------ DATA PROVIDED

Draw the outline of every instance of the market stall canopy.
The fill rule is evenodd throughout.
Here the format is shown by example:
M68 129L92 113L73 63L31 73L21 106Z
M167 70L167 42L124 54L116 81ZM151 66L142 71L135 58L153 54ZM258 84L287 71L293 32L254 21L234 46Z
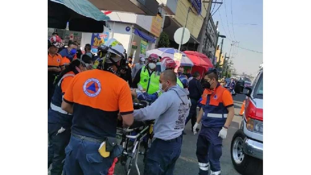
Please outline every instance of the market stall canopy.
M146 52L146 55L149 57L151 53L156 53L159 56L163 58L168 57L172 59L174 58L174 53L178 53L178 50L174 48L161 48L153 49ZM186 54L181 53L182 56L180 66L193 66L193 63L188 58Z
M101 33L109 17L87 0L48 0L48 27Z
M183 52L190 59L195 66L202 66L206 70L208 68L213 67L213 64L205 55L194 51L184 51Z

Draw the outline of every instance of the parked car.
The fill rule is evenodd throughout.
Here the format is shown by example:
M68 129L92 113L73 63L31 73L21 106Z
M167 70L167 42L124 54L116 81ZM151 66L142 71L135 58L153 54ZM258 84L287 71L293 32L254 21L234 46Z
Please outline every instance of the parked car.
M261 68L250 87L238 83L236 88L237 93L246 95L243 120L231 146L232 163L242 174L262 174L263 76ZM243 93L243 89L248 92Z
M247 87L250 87L251 86L252 83L249 81L245 81L244 84L244 86Z

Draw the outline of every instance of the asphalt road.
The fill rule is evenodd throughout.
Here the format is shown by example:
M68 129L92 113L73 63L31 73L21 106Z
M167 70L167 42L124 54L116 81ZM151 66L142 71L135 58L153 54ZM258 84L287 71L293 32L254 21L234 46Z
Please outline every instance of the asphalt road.
M232 137L234 132L239 128L242 121L242 117L239 115L243 101L245 99L245 95L237 94L233 96L235 115L231 124L228 129L227 138L223 140L222 155L220 158L221 175L237 175L240 174L234 169L231 161L230 154L230 145ZM197 108L198 112L198 108ZM201 125L200 125L200 127ZM177 160L175 165L174 174L175 175L194 175L198 174L199 169L197 159L196 155L197 140L198 134L193 134L191 131L191 122L187 123L184 130L187 134L183 135L181 153ZM143 150L143 149L141 149ZM143 156L138 156L137 164L141 175L143 174L144 164L142 162ZM130 175L138 174L134 165L130 172ZM48 170L48 175L49 175L50 168ZM125 175L124 167L119 163L117 164L115 169L114 174Z
M242 117L239 115L243 101L245 99L245 95L237 94L233 96L235 115L232 122L228 129L227 138L223 141L222 155L220 158L221 175L237 175L240 174L234 169L231 161L230 145L234 132L239 128L242 121ZM197 109L198 112L198 108ZM200 125L200 126L201 125ZM191 131L191 122L187 124L184 130L187 134L183 136L181 153L176 162L174 174L177 175L192 175L198 174L199 169L197 159L196 155L197 134L194 135ZM139 155L137 164L140 174L143 174L144 164L142 163L143 156ZM124 167L118 164L116 166L114 174L116 175L126 174ZM133 165L130 175L138 174Z

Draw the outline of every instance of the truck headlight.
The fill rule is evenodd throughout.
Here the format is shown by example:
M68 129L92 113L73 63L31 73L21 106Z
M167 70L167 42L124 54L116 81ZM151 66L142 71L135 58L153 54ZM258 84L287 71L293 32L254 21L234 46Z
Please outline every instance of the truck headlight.
M250 131L262 134L263 126L262 122L248 118L246 123L246 128Z

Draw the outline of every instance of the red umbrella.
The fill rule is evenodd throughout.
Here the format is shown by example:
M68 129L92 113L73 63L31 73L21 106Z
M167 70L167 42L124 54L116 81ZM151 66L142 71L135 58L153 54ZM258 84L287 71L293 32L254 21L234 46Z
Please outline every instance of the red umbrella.
M205 55L194 51L185 51L183 52L192 61L193 64L204 67L206 70L210 67L213 67L213 64Z

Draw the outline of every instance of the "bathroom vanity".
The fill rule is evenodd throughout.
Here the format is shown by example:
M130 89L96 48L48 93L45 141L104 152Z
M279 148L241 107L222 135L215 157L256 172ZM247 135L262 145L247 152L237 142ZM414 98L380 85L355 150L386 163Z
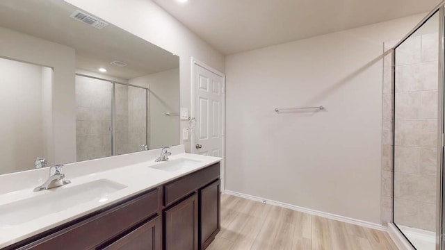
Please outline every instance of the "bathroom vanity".
M128 156L118 157L125 156ZM220 158L180 153L170 159L159 163L150 160L80 176L72 178L71 184L0 205L0 211L6 211L6 215L0 215L0 246L3 247L0 249L205 249L220 231ZM80 181L92 178L95 180ZM145 184L144 178L147 179ZM63 199L69 201L72 190L88 195L97 189L101 190L99 193L102 194L90 201L79 201L81 204L72 204L70 208L58 203L58 193L67 197ZM135 192L136 190L138 191ZM26 191L19 192L22 192ZM49 202L54 203L49 206L58 206L60 210L54 215L39 215L39 212L35 212L38 218L31 218L29 222L20 222L17 217L17 223L2 223L17 215L8 212L8 206L13 208L15 203L18 203L16 207L27 206L26 201L42 203L48 202L45 199L51 196L54 200ZM4 195L0 195L2 197ZM102 203L104 204L93 208L94 204ZM35 209L48 208L38 206ZM41 219L44 218L54 219L54 222ZM40 228L39 223L42 223ZM13 238L6 239L8 234Z

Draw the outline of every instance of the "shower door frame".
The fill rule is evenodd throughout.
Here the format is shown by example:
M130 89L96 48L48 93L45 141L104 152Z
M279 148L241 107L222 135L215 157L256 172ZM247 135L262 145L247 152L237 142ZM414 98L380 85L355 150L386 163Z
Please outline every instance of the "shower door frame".
M444 172L444 142L445 140L445 130L444 126L444 117L445 117L444 111L445 110L444 105L444 77L445 76L445 69L444 62L445 60L445 1L442 1L437 6L436 6L428 15L427 15L410 33L408 33L400 42L398 42L391 49L391 85L393 87L393 103L392 110L393 118L393 152L392 152L392 163L393 168L395 168L395 157L394 152L396 149L395 138L396 138L396 49L401 45L405 41L411 37L416 31L423 26L430 18L436 13L439 12L439 51L438 51L438 106L437 106L437 197L436 201L436 250L445 250L445 238L443 225L445 224L445 212L444 209L444 202L445 201L445 183L444 178L445 178ZM402 235L412 245L410 239L408 239L403 232L400 231L397 224L394 222L394 175L395 169L393 169L392 176L392 222L396 228L402 233ZM414 247L414 246L412 246ZM415 247L414 247L415 249Z
M140 88L140 89L143 89L145 90L145 144L148 145L148 134L149 134L149 85L148 86L148 88L145 88L145 87L140 87L140 86L138 86L138 85L132 85L132 84L129 84L129 83L121 83L121 82L118 82L117 81L113 81L113 80L110 80L110 79L106 79L106 78L100 78L100 77L97 77L97 76L89 76L87 74L78 74L76 73L76 76L83 76L83 77L88 77L88 78L90 78L92 79L96 79L96 80L100 80L100 81L107 81L111 83L111 156L116 156L115 153L116 153L116 142L115 142L115 133L116 133L116 92L115 92L115 88L116 88L116 84L120 84L120 85L126 85L126 86L129 86L129 87L134 87L134 88ZM134 152L132 152L134 153Z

------------

EXERCISE TASK:
Print all of the records above again, line for line and unchanged, but omit the pictures.

TASK SOLUTION:
Draw the outline of every instance of the market stall canopy.
The fill rule is evenodd throughout.
Here the format is shown by example:
M68 129L92 113L73 63L31 73L21 106Z
M167 70L167 42L124 54L116 81ZM151 66L142 71L135 58L153 54ZM258 84L287 71L293 32L254 21L234 46Z
Please outline every instance of the market stall canopy.
M146 52L146 55L149 57L151 53L156 53L159 56L163 58L168 57L172 59L174 58L174 53L178 53L178 50L174 48L161 48L153 49ZM186 54L181 53L182 56L180 66L193 66L193 63L188 58Z
M101 33L109 17L87 0L48 0L48 27Z
M183 52L190 59L195 66L202 66L206 70L208 68L213 67L213 64L205 55L194 51L184 51Z

Draw the outline of every instance of the parked car.
The fill rule is evenodd throughout.
Here the format is shown by example:
M68 129L92 113L73 63L31 73L21 106Z
M167 70L167 42L124 54L116 81ZM151 66L142 71L135 58L153 54ZM258 84L287 71L293 32L254 21L234 46Z
Please outline every instance of the parked car.
M261 68L250 87L238 83L236 88L237 93L246 95L243 120L231 146L232 163L242 174L262 174L263 76ZM243 93L243 89L248 92Z
M247 87L250 87L251 86L252 83L249 81L245 81L244 84L244 86Z

Draw the outline of every instance of the asphalt road.
The fill rule is evenodd throughout.
Here the format is shown by example:
M68 129L92 113L73 63L31 73L21 106Z
M167 70L167 42L124 54L116 81ZM151 66L142 71L135 58L153 54ZM258 84L287 71L293 32L254 21L234 46Z
Please outline every instance of the asphalt road.
M232 137L234 132L239 128L242 121L242 117L239 115L243 101L245 99L245 95L237 94L233 96L235 115L231 124L228 129L227 138L223 140L222 155L220 158L221 175L237 175L240 174L234 169L231 161L230 154L230 145ZM197 108L198 112L198 108ZM201 125L200 125L200 127ZM177 160L175 165L174 174L175 175L194 175L198 174L199 169L197 159L196 155L197 140L198 134L193 134L191 131L191 122L187 123L184 130L187 134L183 135L181 153ZM143 150L143 149L141 149ZM143 156L138 156L137 164L141 175L143 174L144 164L142 162ZM130 175L138 174L134 165L130 172ZM48 170L48 175L49 175L50 168ZM125 175L124 167L119 163L117 164L115 169L114 174Z
M242 117L239 115L243 101L245 99L245 95L237 94L233 96L235 115L232 122L228 129L227 138L223 141L222 155L220 158L221 175L237 175L240 174L234 169L231 161L230 145L234 132L239 128L242 121ZM197 109L198 112L198 108ZM200 125L200 126L201 125ZM191 131L191 122L187 124L184 130L187 134L183 136L181 153L176 162L174 174L177 175L192 175L198 174L199 169L197 159L196 155L197 134L194 135ZM139 155L137 164L140 174L143 174L144 164L142 163L143 156ZM124 167L118 164L116 166L114 174L116 175L126 174ZM133 165L130 175L138 174Z

Draw the outline of every instance of the truck headlight.
The fill rule is evenodd throughout.
Here the format is shown by example:
M68 129L92 113L73 63L31 73L21 106Z
M167 70L167 42L124 54L116 81ZM151 66L142 71L135 58L153 54ZM258 84L287 71L293 32L254 21L234 46Z
Please outline every instance of the truck headlight.
M250 131L262 134L263 126L262 122L248 118L246 123L246 128Z

Draw the outline of every instance of the red umbrella.
The fill rule is evenodd throughout.
Here the format is shown by example:
M68 129L92 113L73 63L31 73L21 106Z
M167 70L167 42L124 54L116 81ZM151 66L142 71L135 58L153 54ZM258 84L287 71L293 32L254 21L234 46Z
Please outline every instance of the red umbrella.
M205 55L194 51L185 51L183 52L192 61L193 64L204 67L206 70L210 67L213 67L213 64Z

Draw the outline of every instance of the "bathroom vanity".
The fill rule is evenodd throughout.
Here the format is shown by example:
M130 89L96 48L48 93L45 141L104 152Z
M279 148L241 107L222 135L215 157L256 172ZM247 135L262 145L247 152L237 142ZM414 98L380 85L355 150L386 163Z
Please outline every instance of the "bathroom vanity".
M128 156L118 157L125 156ZM220 158L180 153L170 159L159 163L150 160L80 176L72 178L71 184L0 205L0 211L6 211L6 215L0 215L0 246L3 247L0 249L205 249L220 231ZM80 181L92 178L95 180ZM145 184L144 178L147 179ZM63 199L69 201L72 190L88 195L97 189L101 190L99 193L102 194L90 201L79 201L81 204L72 204L70 208L58 203L58 193L67 197ZM135 192L136 190L138 191ZM26 191L19 192L22 192ZM49 202L54 203L49 206L58 206L60 210L54 215L39 215L39 212L35 212L38 218L31 218L29 222L20 222L17 217L17 223L2 223L17 215L8 212L8 206L13 208L15 203L18 203L16 207L27 206L26 201L42 203L48 202L45 199L51 196L54 200ZM4 195L0 195L2 197ZM102 203L104 204L93 208L94 204ZM35 209L48 208L38 206ZM41 219L44 218L54 219L54 222ZM40 228L39 223L42 223ZM13 238L6 239L8 234Z

Draw the outline of every instance of the "shower door frame".
The fill rule is evenodd throughout.
Here the format is shown by example:
M130 89L96 48L48 93L45 141L104 152Z
M279 148L241 107L222 135L215 157L256 172ZM247 135L262 145L247 152L237 142ZM414 98L380 85L355 150L386 163Z
Please outline every instance of the "shower door frame".
M444 172L444 142L445 140L445 130L444 126L444 117L445 117L444 111L445 110L444 105L444 77L445 76L445 69L444 62L445 60L445 1L442 1L437 6L436 6L428 15L427 15L410 33L408 33L400 42L398 42L391 49L391 85L393 87L393 103L392 110L393 118L393 152L392 152L392 163L393 168L395 168L395 157L394 152L396 149L395 138L396 138L396 49L401 45L405 41L411 37L416 31L423 26L430 18L436 13L439 12L439 51L438 51L438 106L437 106L437 197L436 201L436 250L445 250L445 238L443 225L445 224L445 212L444 209L444 202L445 201L445 183L444 178L445 178ZM402 235L412 245L410 239L408 239L403 232L400 231L397 224L394 222L394 175L395 169L393 169L392 176L392 222L396 228L402 233ZM414 247L414 246L412 246ZM415 247L414 247L415 249Z
M140 88L140 89L143 89L145 90L145 144L148 145L148 134L149 134L149 85L148 86L148 88L145 88L145 87L140 87L140 86L138 86L138 85L132 85L132 84L129 84L129 83L121 83L121 82L118 82L117 81L113 81L113 80L110 80L110 79L106 79L106 78L100 78L100 77L97 77L97 76L89 76L87 74L78 74L76 73L76 76L83 76L83 77L88 77L88 78L90 78L92 79L96 79L96 80L100 80L100 81L107 81L111 83L111 156L116 156L115 153L116 153L116 142L115 142L115 133L116 133L116 92L115 92L115 88L116 88L116 84L120 84L120 85L126 85L126 86L129 86L129 87L134 87L134 88ZM134 152L132 152L134 153Z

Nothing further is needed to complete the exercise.